Job 1: In the Section 31 review, what kind of alien is Quasi?
Job 2: List every member of the team named in the Section 31 review, along with the actor who plays each one.

Source text:
That team consists of Alok Sahar (Omari Hardwick), a survivor of the Eugenics Wars; Quasi (Sam Richardson), a shapeshifting alien; Zeph (Robert Kazinsky), a human with an exoskeleton; Fuzz (Sven Ruygrok), a microscopic alien piloting a Vulcan robot; and Rachel Garett (Kacey Rohl), the Star Fleet officer tasked with overseeing this team of criminals and outlaws as they head out to track down the biggest McGuffin Star Trek has ever had… and that’s saying a lot.

In fairness, the idea of a storyline taking place outside the boundaries of Star Fleet’s clear-cut lines and rules is an incredibly interesting one and Yeoh’s Emperor Georgiou, a refuge from the franchise’s Mirror Universe, is an immensely intriguing character within that concept. The problem is that Section 31 isn’t at all interested in unpacking any of it, instead content to focus on subpar action sequences, a rushed throughline for Yeoh’s character, and repeatedly trying to develop some sort of chemistry between a cast of characters who have next to none. There’s just nothing that works in this film, from its opening narration explaining the entire plot like the beginning of an early PlayStation video game to its blindingly obvious conclusion, the movie fails in almost every way.

However, its greatest sin is probably just being called Star Trek. It’s possible that without the branding you could pass it off as a cheap, little science-fiction TV show pilot with a stellar lead. It is not, in any way, Star Trek, though. There are ways to tell Star Trek stories that are outside the realm of Star Fleet. Deep Space Nine, Voyager, and even Discovery, as it veered into the far-flung future, did this to great success. Section 31 does not. It takes the grand concepts and ideas that this franchise was built on and almost completely ignores them.

Every time it seems like it’s going to veer into anything even remotely philosophical or sociological it slams into another poorly done CGI action sequence or badly choreographed fight. At times it almost seems to be willfully contradicting the very universe it’s set in with little to no regard for continuity or coherence. There is nothing here aside from the brand and, as mentioned in the opening, even that is barely present. From set design to spacecraft to costuming, nothing feels like Trek.

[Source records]

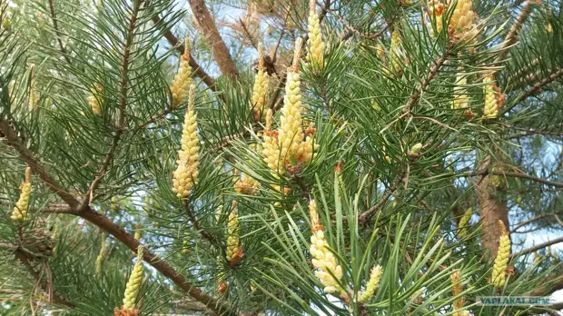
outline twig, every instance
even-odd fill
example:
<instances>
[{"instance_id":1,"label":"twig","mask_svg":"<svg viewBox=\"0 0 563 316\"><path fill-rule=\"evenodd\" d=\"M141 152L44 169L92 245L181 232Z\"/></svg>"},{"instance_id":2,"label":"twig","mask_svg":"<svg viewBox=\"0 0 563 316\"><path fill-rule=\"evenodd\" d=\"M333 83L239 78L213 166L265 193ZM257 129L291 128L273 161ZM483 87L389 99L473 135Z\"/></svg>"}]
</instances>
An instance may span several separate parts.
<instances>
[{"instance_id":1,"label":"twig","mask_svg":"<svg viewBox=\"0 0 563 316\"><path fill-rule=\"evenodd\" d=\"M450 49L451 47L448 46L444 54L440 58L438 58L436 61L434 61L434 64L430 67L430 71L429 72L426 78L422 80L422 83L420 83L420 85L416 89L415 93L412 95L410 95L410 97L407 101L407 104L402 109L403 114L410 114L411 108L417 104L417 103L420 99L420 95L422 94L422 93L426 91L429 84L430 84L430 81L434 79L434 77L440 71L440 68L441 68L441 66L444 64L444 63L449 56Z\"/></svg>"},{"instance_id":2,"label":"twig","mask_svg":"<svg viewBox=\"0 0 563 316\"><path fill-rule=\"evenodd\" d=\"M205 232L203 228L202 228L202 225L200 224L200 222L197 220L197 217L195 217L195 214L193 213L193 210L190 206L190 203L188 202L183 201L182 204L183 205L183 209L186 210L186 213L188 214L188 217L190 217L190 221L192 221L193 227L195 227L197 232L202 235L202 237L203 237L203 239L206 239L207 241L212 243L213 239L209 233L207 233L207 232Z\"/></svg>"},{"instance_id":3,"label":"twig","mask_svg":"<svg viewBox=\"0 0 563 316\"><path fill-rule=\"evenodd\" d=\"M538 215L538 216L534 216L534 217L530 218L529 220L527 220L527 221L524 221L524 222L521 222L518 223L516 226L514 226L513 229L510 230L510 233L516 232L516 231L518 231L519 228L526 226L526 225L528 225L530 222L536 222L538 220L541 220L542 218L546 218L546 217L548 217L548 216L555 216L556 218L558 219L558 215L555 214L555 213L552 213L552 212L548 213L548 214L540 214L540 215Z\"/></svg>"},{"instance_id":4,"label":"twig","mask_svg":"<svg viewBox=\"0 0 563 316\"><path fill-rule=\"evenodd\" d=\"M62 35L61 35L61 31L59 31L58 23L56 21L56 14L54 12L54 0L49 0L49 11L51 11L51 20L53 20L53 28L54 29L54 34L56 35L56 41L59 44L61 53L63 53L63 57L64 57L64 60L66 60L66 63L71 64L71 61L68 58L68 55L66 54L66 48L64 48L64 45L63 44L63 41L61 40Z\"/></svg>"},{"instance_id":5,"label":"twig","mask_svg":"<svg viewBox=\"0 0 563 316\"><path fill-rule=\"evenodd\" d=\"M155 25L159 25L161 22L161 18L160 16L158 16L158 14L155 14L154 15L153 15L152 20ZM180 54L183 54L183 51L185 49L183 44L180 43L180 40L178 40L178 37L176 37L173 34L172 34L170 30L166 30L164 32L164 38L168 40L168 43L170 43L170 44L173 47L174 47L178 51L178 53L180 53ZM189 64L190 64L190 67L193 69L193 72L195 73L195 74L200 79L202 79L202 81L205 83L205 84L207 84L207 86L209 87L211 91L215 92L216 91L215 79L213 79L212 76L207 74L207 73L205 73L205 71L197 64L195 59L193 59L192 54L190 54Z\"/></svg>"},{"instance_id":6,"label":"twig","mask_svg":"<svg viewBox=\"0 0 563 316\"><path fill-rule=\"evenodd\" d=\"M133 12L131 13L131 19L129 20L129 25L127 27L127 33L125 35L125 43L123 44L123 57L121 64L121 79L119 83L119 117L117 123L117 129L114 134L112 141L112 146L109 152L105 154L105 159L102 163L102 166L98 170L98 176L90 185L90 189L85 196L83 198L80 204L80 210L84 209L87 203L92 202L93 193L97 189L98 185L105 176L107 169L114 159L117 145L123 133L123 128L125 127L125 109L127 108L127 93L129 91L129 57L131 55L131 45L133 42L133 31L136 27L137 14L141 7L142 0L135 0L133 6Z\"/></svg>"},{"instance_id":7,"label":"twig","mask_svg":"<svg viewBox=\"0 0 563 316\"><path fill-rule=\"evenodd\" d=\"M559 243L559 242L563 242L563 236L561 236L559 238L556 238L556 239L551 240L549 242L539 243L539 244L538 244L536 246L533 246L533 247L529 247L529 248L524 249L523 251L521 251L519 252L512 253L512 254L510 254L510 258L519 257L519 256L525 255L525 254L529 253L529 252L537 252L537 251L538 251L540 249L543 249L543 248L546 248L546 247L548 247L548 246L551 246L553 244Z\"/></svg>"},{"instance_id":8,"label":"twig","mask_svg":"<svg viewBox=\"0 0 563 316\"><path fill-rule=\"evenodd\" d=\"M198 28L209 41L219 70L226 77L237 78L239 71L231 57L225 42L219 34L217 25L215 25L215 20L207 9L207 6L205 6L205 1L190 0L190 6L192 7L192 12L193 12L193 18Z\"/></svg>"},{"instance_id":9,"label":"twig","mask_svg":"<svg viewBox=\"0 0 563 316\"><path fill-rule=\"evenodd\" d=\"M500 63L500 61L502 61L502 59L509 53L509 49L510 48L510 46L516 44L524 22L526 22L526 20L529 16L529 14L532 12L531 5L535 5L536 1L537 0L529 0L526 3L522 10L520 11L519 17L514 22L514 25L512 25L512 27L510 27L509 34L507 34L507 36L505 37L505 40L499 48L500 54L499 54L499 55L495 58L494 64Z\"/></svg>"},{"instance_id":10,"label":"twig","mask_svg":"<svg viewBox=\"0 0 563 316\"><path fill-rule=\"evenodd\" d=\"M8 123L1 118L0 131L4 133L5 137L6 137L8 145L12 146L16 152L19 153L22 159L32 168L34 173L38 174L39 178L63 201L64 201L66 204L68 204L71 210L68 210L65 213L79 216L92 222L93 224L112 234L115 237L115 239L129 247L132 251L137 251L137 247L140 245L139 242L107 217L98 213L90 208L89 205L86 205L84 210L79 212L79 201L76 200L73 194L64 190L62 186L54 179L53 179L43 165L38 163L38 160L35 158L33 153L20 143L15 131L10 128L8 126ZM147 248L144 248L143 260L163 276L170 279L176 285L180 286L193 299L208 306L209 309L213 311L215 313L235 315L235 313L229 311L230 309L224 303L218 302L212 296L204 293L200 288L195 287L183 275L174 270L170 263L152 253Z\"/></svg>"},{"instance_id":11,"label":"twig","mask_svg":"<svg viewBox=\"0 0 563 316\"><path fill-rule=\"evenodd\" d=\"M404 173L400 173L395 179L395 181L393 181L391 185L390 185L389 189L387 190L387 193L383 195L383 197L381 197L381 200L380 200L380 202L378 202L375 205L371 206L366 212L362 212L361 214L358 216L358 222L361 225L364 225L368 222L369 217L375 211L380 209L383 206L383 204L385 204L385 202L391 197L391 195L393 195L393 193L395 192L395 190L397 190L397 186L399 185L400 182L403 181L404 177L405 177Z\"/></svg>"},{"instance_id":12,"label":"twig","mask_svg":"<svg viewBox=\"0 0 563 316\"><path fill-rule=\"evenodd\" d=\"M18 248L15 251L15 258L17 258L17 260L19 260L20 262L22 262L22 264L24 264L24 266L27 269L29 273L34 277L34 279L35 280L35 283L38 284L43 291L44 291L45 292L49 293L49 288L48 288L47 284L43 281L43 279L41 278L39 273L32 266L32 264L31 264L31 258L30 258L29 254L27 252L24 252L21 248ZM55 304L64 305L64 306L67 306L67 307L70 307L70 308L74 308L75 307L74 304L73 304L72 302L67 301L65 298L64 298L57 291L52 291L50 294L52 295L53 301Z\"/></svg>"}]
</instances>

Correct output 1: A shapeshifting alien.

Correct output 2:
- Alok Sahar (Omari Hardwick)
- Quasi (Sam Richardson)
- Zeph (Robert Kazinsky)
- Fuzz (Sven Ruygrok)
- Rachel Garett (Kacey Rohl)